• _Supplied information_

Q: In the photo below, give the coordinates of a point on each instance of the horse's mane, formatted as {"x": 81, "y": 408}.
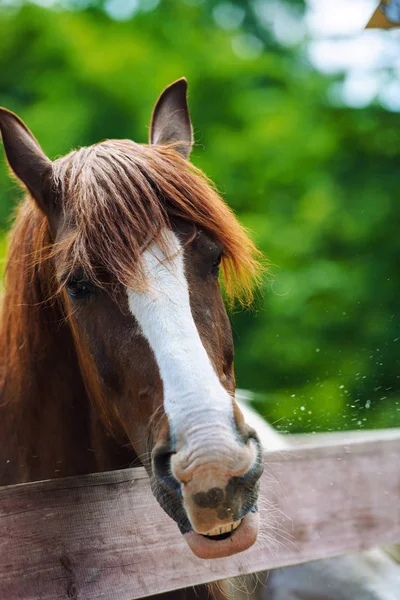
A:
{"x": 119, "y": 195}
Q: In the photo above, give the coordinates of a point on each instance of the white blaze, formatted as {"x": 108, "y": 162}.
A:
{"x": 195, "y": 402}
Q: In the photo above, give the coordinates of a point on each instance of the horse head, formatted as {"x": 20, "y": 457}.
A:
{"x": 137, "y": 240}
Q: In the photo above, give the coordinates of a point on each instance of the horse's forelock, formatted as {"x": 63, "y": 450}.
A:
{"x": 117, "y": 198}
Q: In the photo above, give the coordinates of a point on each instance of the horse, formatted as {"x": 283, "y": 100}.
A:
{"x": 115, "y": 345}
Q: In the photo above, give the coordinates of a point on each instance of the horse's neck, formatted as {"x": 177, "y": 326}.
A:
{"x": 48, "y": 426}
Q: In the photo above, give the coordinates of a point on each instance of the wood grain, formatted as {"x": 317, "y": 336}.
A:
{"x": 104, "y": 536}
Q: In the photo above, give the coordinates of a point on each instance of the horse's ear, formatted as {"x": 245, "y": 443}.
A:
{"x": 170, "y": 123}
{"x": 26, "y": 158}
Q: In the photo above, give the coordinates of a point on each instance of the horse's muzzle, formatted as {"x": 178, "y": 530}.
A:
{"x": 216, "y": 492}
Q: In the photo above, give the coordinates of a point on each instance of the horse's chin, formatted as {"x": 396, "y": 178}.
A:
{"x": 214, "y": 547}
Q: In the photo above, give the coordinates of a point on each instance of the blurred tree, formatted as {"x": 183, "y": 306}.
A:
{"x": 315, "y": 184}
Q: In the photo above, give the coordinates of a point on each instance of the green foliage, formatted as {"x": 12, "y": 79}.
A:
{"x": 316, "y": 185}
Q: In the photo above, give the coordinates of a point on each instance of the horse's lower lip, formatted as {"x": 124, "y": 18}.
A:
{"x": 241, "y": 538}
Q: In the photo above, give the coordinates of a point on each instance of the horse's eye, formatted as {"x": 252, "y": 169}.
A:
{"x": 78, "y": 288}
{"x": 216, "y": 264}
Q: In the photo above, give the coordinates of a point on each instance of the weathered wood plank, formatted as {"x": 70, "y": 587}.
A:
{"x": 104, "y": 536}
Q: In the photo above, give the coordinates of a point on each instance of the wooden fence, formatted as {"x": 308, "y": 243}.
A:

• _Work request_
Omit each image and transcribe the remaining records word for word.

• _Reply_
Q: In the photo below, give the coordinates of a point on each instance of the horse's mane, formatted as {"x": 81, "y": 408}.
A:
{"x": 119, "y": 195}
Q: In the photo above, give the coordinates of a point on each instance of the white blaze, formatted as {"x": 108, "y": 162}.
A:
{"x": 195, "y": 402}
Q: In the photo above, give the coordinates of a point on each instance of the horse head, formatted as {"x": 20, "y": 457}.
A:
{"x": 137, "y": 240}
Q: In the photo above, give the coordinates of a point on each instance of the horse's forelock, formatted as {"x": 63, "y": 450}.
A:
{"x": 117, "y": 198}
Q: In the photo above, give the coordinates of a point on each instance of the horse, formatted as {"x": 283, "y": 100}.
A:
{"x": 115, "y": 345}
Q: In the photo above, give the coordinates of a point on each instance of the horse's neck, formatted as {"x": 177, "y": 326}.
A:
{"x": 48, "y": 426}
Q: In the photo above, give the coordinates of a point on each instance of the wood grain, formatted as {"x": 317, "y": 336}.
A:
{"x": 104, "y": 536}
Q: In the photo above, give the coordinates of a point on each instance of the horse's ear, formatted as {"x": 245, "y": 443}.
A:
{"x": 170, "y": 123}
{"x": 26, "y": 158}
Q: In the photo above, give the coordinates of a point on each instance of the horse's muzzle, formatted as {"x": 178, "y": 530}.
A:
{"x": 216, "y": 492}
Q: In the photo above, give the coordinates of a point on each instance of the horse's chin, formatted as {"x": 396, "y": 178}.
A:
{"x": 214, "y": 547}
Q: In the photo above, give the coordinates of a point on each instance of the blurred tree, formatted as {"x": 183, "y": 306}.
A:
{"x": 315, "y": 184}
Q: In the photo above, give the coordinates of a point on each instance of the green foliage, formatted as {"x": 12, "y": 79}.
A:
{"x": 316, "y": 185}
Q: In the photo above, give the coordinates of a point on each instance of the horse's lower lip, formatted as {"x": 124, "y": 18}.
A:
{"x": 241, "y": 538}
Q: In the photo above, give the coordinates of a point on each instance of the horse's eye, formatted as {"x": 252, "y": 169}.
A:
{"x": 78, "y": 288}
{"x": 216, "y": 264}
Q: In the photo above, give the coordinates of a point on each instance of the weathered wood plank, formatted as {"x": 70, "y": 587}.
A:
{"x": 104, "y": 536}
Q: In the photo above, give the coordinates of a point on each instance of the wooden fence, formatted as {"x": 308, "y": 243}.
A:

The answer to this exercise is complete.